Copy the data. Keep every character as given.
──────── MATERIAL FOR THIS TASK
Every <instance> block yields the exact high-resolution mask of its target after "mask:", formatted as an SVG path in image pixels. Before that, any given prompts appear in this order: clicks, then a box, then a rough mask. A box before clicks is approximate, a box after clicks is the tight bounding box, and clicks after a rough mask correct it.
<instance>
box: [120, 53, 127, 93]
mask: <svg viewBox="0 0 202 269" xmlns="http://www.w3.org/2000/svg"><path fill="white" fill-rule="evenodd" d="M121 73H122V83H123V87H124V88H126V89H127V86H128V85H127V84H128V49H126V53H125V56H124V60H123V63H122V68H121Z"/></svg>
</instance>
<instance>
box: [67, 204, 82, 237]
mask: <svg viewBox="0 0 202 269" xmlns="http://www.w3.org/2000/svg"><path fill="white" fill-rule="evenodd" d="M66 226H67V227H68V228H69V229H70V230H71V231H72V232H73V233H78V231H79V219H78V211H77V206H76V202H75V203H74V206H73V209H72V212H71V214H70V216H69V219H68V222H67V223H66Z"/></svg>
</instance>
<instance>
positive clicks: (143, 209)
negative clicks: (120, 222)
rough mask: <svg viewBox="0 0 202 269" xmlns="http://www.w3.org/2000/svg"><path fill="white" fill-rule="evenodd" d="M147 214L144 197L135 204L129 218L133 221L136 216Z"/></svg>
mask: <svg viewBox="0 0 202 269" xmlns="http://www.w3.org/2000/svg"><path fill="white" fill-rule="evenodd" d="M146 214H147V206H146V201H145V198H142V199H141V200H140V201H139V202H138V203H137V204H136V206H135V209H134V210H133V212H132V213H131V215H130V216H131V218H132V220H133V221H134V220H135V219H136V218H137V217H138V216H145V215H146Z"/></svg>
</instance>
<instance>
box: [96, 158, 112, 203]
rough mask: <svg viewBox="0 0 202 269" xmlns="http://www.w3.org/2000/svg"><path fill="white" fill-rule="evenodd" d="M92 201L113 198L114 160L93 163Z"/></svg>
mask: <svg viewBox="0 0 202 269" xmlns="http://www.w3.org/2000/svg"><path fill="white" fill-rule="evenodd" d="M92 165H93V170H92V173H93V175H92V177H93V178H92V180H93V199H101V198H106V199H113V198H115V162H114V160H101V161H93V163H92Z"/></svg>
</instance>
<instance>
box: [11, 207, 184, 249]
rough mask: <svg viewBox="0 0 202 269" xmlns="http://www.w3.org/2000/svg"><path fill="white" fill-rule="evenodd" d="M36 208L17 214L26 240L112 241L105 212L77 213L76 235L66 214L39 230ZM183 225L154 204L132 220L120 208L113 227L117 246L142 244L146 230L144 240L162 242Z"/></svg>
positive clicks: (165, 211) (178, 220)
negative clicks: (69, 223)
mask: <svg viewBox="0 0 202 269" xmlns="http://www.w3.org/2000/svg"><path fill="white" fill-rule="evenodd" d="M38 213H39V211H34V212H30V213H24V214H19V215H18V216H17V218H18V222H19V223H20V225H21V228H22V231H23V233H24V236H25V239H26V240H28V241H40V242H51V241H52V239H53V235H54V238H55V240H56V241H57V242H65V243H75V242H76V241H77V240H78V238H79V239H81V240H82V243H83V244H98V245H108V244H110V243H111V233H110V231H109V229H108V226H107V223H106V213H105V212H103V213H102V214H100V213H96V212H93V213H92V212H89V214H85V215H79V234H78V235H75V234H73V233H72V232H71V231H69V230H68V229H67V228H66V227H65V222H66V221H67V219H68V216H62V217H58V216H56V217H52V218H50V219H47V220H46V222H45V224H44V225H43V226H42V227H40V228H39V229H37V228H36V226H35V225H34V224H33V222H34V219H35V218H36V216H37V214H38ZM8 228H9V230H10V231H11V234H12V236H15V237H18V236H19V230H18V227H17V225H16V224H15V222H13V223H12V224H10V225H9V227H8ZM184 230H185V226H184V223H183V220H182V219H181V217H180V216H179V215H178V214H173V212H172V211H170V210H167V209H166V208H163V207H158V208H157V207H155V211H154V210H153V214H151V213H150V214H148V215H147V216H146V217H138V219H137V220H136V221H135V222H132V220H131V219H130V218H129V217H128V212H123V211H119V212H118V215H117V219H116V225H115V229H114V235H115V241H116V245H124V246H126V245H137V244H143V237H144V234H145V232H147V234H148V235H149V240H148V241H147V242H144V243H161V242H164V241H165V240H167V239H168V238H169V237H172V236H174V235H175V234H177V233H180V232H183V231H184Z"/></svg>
────────────────
- _WORKED SOLUTION_
Every <instance> block yields the exact high-resolution mask of its target after "mask:", formatted as an SVG path in image pixels. Before that, any given prompts appear in this order: clicks, then a box, then a rough mask. A box before clicks is approximate, a box after clicks is the tight bounding box, and clicks after a rough mask correct it.
<instance>
box: [120, 53, 127, 93]
mask: <svg viewBox="0 0 202 269" xmlns="http://www.w3.org/2000/svg"><path fill="white" fill-rule="evenodd" d="M121 73H122V83H123V87H124V88H126V89H127V86H128V85H127V84H128V49H126V53H125V56H124V60H123V63H122V68H121Z"/></svg>
</instance>
<instance>
box: [67, 204, 82, 237]
mask: <svg viewBox="0 0 202 269" xmlns="http://www.w3.org/2000/svg"><path fill="white" fill-rule="evenodd" d="M66 226H67V227H68V228H69V229H70V230H71V231H72V232H73V233H78V231H79V219H78V211H77V206H76V202H75V203H74V206H73V209H72V212H71V214H70V216H69V219H68V222H67V223H66Z"/></svg>
</instance>
<instance>
positive clicks: (143, 209)
negative clicks: (120, 222)
rough mask: <svg viewBox="0 0 202 269" xmlns="http://www.w3.org/2000/svg"><path fill="white" fill-rule="evenodd" d="M147 214L144 197L135 204L129 218L133 221L136 216Z"/></svg>
mask: <svg viewBox="0 0 202 269" xmlns="http://www.w3.org/2000/svg"><path fill="white" fill-rule="evenodd" d="M146 214H147V206H146V201H145V198H142V199H141V200H140V201H139V202H138V203H137V204H136V206H135V209H134V210H133V212H132V213H131V215H130V216H131V218H132V220H133V221H134V220H135V219H136V218H137V217H138V216H145V215H146Z"/></svg>
</instance>
<instance>
box: [96, 158, 112, 203]
rough mask: <svg viewBox="0 0 202 269" xmlns="http://www.w3.org/2000/svg"><path fill="white" fill-rule="evenodd" d="M92 201L113 198L114 160L93 163Z"/></svg>
mask: <svg viewBox="0 0 202 269" xmlns="http://www.w3.org/2000/svg"><path fill="white" fill-rule="evenodd" d="M92 165H93V170H92V173H93V175H92V177H93V178H92V180H93V199H101V198H106V199H113V198H115V162H114V160H101V161H93V163H92Z"/></svg>
</instance>
<instance>
box: [11, 207, 184, 249]
rough mask: <svg viewBox="0 0 202 269" xmlns="http://www.w3.org/2000/svg"><path fill="white" fill-rule="evenodd" d="M36 208L17 214L26 240L112 241L105 212L77 213L76 235L66 214L39 230ZM183 225L154 204L132 220L120 208L113 227L117 246L142 244L146 230L144 240L162 242Z"/></svg>
positive clicks: (165, 211) (178, 220)
negative clicks: (69, 223)
mask: <svg viewBox="0 0 202 269" xmlns="http://www.w3.org/2000/svg"><path fill="white" fill-rule="evenodd" d="M38 213H39V211H34V212H30V213H24V214H19V215H18V216H17V218H18V222H19V223H20V225H21V228H22V231H23V233H24V236H25V239H26V240H28V241H40V242H51V241H52V239H53V235H54V238H55V240H56V241H57V242H65V243H75V242H76V241H77V240H78V238H79V239H81V240H82V243H83V244H98V245H108V244H110V243H111V233H110V231H109V229H108V226H107V223H106V213H105V212H103V213H102V214H100V213H96V212H93V213H92V212H89V214H85V215H79V234H78V235H75V234H73V233H72V232H71V231H69V230H68V229H67V228H66V227H65V222H66V221H67V219H68V216H62V217H58V216H56V217H52V218H50V219H47V220H46V222H45V224H44V225H43V226H42V227H40V228H39V229H37V228H36V226H35V225H34V224H33V222H34V219H35V218H36V216H37V214H38ZM8 228H9V230H10V231H11V234H12V236H15V237H18V236H19V230H18V227H17V225H16V224H15V222H13V223H12V224H10V225H9V227H8ZM184 230H185V226H184V223H183V220H182V219H181V217H180V216H179V215H178V214H173V212H172V211H170V210H167V209H166V208H163V207H158V208H157V207H155V211H154V210H153V214H151V213H150V214H148V215H147V216H146V217H138V219H137V220H136V221H135V222H132V220H131V219H130V218H129V217H128V212H123V211H119V212H118V215H117V219H116V225H115V229H114V235H115V241H116V245H124V246H126V245H137V244H143V237H144V234H145V232H147V234H148V235H149V240H148V241H147V242H144V243H161V242H164V241H165V240H167V239H168V238H169V237H172V236H174V235H175V234H177V233H180V232H183V231H184Z"/></svg>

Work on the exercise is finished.